**Instructions for the task**
Reproduce word for word the lines of the data starting at the line that contains "Where can the overhead" and ending at the last line of the data, both included.

>> BEGIN Supplied information

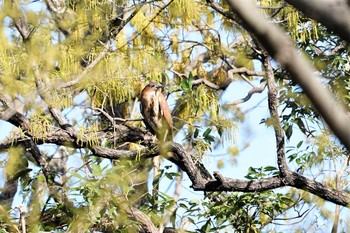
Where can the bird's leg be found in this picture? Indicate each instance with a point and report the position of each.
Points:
(156, 177)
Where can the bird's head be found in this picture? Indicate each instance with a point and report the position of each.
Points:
(152, 86)
(155, 86)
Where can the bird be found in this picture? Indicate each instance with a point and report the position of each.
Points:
(156, 113)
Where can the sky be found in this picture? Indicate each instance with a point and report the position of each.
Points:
(261, 151)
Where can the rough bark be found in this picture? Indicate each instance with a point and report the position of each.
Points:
(281, 48)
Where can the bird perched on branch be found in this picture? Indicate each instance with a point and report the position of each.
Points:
(156, 113)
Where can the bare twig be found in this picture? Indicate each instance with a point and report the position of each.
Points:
(282, 49)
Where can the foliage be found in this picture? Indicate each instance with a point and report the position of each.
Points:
(90, 61)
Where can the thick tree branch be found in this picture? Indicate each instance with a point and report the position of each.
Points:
(273, 108)
(196, 171)
(282, 49)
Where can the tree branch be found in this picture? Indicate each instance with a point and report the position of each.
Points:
(282, 49)
(333, 14)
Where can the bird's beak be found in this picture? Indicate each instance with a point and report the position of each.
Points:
(158, 86)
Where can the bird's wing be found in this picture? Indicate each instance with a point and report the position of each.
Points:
(166, 113)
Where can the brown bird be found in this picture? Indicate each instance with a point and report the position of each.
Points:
(156, 113)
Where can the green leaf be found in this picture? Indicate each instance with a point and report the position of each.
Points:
(206, 132)
(299, 144)
(270, 168)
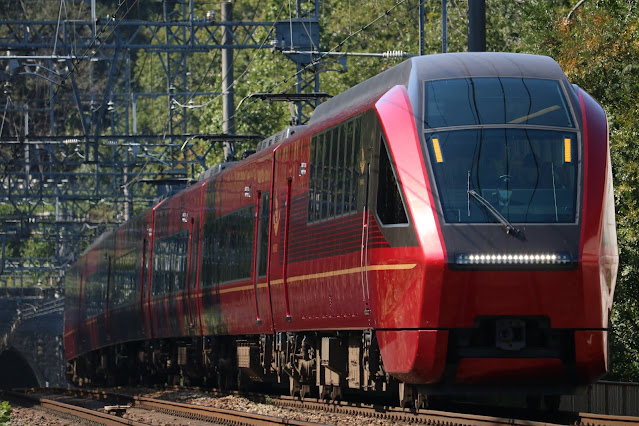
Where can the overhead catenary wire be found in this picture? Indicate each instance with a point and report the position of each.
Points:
(325, 54)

>> END Supplied information

**Answer to this task**
Where can the overhead catenary wire be found in this picture? Indicate each instance with a point and report the position of each.
Points:
(325, 54)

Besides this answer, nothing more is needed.